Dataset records
┄┄┄┄┄┄┄┄┄┄┄┄┄┄┄┄┄┄┄┄
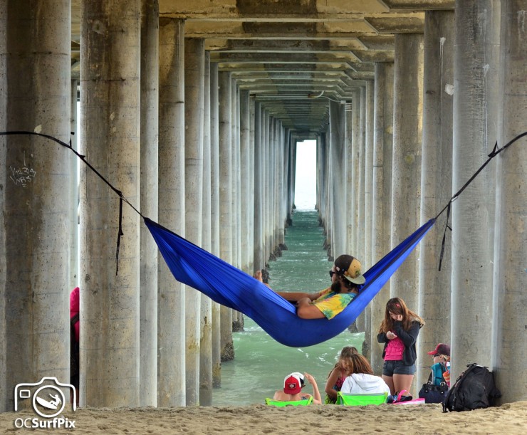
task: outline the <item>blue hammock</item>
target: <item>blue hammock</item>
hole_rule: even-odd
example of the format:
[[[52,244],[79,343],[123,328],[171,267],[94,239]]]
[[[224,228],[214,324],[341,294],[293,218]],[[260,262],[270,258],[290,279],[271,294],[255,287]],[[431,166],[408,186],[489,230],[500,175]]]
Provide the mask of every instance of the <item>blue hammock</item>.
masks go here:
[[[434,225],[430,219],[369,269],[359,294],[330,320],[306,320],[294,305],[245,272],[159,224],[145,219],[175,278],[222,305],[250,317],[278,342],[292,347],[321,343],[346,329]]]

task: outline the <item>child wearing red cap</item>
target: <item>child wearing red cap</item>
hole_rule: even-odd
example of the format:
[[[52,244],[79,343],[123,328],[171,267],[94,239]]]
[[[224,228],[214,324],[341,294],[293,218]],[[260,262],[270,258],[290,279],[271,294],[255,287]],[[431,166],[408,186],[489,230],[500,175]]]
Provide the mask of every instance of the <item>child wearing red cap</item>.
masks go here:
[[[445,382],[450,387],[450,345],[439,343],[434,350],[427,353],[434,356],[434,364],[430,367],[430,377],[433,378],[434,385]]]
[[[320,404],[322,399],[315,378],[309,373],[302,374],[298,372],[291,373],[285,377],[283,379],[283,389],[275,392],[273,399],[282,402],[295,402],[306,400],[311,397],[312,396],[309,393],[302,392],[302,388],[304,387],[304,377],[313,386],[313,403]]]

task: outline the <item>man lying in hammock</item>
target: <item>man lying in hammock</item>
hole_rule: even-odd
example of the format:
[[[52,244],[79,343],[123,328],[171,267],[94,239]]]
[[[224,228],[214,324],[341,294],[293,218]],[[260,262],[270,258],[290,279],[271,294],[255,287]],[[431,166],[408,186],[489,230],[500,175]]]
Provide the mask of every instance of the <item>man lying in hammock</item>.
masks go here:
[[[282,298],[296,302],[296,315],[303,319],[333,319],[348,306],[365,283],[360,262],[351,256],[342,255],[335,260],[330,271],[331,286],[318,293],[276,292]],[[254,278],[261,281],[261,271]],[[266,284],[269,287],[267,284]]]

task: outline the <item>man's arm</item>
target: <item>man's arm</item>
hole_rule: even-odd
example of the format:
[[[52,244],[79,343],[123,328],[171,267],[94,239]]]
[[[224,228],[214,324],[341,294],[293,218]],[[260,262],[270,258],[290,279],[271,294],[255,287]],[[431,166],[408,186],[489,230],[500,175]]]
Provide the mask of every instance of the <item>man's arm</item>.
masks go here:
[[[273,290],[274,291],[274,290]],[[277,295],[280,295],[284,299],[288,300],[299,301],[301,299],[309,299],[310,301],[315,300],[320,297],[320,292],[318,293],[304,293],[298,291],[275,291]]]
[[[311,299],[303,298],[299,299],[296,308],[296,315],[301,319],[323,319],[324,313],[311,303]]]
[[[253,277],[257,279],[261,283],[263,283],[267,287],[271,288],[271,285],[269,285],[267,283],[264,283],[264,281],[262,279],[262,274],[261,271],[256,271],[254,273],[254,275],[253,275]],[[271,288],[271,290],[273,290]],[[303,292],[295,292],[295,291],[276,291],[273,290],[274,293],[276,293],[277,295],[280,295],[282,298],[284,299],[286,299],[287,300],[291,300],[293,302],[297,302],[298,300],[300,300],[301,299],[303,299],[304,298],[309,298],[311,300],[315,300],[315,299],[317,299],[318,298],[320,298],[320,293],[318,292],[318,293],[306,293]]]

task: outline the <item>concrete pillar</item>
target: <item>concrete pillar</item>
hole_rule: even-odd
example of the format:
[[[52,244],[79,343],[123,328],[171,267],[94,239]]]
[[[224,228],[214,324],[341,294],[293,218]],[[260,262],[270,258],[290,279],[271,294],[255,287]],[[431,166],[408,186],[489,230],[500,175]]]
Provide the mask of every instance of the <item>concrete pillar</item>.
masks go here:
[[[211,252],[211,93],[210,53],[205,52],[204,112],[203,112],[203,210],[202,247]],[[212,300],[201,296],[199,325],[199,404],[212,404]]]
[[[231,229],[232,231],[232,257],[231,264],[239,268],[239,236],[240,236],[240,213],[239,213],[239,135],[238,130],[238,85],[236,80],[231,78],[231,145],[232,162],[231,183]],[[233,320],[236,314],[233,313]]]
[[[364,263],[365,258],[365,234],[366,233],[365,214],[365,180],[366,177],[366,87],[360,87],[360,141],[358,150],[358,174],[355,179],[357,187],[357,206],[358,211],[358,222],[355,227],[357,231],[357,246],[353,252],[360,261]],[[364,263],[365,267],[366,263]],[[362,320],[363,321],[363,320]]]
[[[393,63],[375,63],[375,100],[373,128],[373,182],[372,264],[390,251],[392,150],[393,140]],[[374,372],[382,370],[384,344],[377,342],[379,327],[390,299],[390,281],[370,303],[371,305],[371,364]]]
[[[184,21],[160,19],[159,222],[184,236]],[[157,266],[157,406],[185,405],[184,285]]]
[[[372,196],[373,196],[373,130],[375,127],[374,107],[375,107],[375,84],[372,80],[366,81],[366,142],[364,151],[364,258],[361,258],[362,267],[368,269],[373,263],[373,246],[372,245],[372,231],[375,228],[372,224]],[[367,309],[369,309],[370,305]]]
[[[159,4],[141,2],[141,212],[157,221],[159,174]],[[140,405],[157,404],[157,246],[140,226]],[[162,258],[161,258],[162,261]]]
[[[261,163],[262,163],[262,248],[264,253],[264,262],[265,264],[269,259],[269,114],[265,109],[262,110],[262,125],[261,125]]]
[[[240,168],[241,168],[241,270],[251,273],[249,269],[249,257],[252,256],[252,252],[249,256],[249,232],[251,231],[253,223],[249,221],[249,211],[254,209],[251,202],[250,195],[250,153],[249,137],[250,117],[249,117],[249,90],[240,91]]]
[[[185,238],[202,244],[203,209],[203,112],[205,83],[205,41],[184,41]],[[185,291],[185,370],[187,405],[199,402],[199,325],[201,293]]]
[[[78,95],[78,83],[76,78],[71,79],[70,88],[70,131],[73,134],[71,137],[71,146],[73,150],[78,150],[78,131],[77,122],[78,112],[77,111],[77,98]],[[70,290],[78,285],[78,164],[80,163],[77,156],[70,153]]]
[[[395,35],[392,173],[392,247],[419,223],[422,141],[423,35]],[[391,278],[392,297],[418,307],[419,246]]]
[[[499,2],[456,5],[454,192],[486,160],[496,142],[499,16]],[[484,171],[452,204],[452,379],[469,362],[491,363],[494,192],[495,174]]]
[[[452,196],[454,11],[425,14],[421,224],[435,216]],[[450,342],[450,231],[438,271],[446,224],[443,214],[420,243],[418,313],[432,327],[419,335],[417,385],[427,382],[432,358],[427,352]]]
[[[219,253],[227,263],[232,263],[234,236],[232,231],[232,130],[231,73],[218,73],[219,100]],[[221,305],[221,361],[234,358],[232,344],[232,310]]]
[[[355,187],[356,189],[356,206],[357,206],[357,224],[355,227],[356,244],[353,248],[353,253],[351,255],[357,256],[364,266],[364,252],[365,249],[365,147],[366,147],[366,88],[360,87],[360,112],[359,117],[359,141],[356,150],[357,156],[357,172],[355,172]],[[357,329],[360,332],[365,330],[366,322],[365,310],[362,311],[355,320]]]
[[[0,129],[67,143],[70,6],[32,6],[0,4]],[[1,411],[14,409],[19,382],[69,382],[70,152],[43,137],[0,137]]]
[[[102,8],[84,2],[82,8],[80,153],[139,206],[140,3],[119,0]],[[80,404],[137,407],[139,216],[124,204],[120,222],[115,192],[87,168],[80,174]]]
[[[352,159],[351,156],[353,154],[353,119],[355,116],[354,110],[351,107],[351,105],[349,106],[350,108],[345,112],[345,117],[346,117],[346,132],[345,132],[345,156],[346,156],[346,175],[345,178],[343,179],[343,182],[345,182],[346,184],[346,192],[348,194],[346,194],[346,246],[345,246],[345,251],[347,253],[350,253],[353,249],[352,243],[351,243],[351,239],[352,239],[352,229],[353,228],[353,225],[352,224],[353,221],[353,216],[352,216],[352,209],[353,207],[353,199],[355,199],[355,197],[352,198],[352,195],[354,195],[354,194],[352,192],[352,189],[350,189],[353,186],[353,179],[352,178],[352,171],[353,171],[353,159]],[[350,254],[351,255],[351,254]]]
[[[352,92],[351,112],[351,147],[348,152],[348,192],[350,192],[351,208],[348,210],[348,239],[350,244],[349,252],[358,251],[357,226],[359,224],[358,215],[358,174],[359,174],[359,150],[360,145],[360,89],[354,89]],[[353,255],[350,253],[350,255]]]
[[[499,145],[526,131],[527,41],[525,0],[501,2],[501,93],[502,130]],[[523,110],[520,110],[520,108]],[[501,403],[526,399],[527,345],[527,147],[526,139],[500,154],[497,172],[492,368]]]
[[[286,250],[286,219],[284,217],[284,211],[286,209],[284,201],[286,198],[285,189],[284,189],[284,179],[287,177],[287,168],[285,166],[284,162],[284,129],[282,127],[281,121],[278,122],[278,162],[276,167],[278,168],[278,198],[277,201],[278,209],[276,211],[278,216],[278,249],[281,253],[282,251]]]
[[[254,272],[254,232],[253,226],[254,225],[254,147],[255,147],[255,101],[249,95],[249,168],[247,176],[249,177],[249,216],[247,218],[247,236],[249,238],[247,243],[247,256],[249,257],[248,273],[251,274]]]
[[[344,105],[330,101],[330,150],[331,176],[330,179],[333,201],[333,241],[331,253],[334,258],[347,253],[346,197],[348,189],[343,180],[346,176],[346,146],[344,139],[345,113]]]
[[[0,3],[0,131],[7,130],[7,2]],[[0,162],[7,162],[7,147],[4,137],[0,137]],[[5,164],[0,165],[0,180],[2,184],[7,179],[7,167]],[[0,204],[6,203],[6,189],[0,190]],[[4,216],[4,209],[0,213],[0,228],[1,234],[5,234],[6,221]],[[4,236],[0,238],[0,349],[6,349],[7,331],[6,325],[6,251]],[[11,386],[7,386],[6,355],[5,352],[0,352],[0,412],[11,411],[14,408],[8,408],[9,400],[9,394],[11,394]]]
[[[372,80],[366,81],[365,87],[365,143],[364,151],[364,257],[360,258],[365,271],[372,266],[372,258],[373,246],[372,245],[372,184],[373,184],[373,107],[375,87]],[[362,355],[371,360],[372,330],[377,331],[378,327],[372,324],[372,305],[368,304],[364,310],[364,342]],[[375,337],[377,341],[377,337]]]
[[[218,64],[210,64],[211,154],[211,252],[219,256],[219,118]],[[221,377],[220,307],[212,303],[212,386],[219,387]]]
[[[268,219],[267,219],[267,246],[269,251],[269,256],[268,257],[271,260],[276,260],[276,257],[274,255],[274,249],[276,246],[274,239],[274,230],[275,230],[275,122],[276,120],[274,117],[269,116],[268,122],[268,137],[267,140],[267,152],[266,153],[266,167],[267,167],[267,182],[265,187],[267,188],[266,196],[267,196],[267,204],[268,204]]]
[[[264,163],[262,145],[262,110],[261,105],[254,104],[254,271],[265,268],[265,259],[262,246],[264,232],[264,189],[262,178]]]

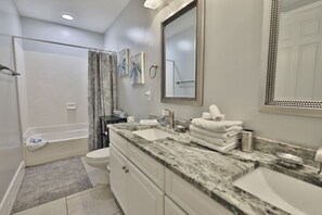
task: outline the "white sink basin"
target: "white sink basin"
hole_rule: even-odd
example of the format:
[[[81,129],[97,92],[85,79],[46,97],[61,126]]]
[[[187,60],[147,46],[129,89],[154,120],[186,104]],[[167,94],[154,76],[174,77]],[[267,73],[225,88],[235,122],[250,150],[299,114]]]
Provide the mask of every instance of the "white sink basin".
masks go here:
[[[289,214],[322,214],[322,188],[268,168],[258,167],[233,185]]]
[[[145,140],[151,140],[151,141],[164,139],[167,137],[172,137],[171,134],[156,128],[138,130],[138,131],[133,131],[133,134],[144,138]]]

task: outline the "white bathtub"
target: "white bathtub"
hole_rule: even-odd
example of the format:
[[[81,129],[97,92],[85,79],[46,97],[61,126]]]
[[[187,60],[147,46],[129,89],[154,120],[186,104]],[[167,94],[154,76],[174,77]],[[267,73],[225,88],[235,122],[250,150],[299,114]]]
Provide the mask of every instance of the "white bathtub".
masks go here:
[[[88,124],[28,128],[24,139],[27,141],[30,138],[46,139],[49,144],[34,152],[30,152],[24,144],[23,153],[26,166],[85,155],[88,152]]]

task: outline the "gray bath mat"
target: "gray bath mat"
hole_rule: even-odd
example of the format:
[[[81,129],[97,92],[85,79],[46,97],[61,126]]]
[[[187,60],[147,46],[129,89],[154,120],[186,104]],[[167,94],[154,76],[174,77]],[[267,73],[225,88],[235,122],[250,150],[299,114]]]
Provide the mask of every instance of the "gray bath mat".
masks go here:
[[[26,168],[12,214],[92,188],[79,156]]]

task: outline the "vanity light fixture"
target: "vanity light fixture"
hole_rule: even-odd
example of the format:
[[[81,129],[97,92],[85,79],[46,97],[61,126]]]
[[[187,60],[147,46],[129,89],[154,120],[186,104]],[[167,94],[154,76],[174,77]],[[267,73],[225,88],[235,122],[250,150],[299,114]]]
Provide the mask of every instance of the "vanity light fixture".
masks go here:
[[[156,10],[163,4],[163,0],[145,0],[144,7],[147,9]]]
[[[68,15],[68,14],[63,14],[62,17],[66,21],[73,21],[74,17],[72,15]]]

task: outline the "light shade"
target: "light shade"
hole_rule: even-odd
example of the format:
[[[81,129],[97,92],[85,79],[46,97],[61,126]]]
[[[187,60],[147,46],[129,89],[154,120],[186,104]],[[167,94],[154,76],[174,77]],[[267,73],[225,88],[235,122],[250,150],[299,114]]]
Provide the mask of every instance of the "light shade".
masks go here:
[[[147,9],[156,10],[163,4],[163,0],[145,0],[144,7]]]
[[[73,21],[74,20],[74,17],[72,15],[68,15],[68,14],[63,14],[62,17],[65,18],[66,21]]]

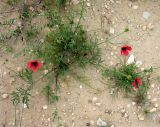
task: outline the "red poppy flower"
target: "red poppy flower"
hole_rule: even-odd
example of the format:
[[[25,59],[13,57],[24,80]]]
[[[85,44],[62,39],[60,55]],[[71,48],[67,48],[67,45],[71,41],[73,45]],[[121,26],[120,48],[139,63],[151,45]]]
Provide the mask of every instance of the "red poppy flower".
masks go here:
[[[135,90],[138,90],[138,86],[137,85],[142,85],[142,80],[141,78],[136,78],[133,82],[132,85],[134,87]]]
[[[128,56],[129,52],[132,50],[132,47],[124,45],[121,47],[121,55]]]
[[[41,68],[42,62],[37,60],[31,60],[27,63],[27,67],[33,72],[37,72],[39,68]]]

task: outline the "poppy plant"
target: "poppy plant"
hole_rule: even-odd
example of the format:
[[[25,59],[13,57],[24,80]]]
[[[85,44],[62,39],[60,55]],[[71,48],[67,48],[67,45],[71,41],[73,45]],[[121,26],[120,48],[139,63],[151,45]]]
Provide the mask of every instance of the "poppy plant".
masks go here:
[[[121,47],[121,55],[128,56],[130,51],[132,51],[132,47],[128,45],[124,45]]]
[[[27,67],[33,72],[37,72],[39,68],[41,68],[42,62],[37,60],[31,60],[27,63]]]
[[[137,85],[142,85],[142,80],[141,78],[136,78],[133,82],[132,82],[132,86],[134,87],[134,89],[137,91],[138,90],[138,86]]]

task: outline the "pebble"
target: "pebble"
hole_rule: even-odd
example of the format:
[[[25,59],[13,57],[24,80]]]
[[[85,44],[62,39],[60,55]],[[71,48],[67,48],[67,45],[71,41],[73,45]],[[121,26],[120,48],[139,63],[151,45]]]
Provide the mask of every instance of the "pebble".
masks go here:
┄┄┄┄┄┄┄┄┄┄┄┄┄┄┄┄┄┄┄┄
EXERCISE INSTRUCTIONS
How many lines in the rows above contain the string "blue"? Reply with the number alone.

THE SOLUTION
3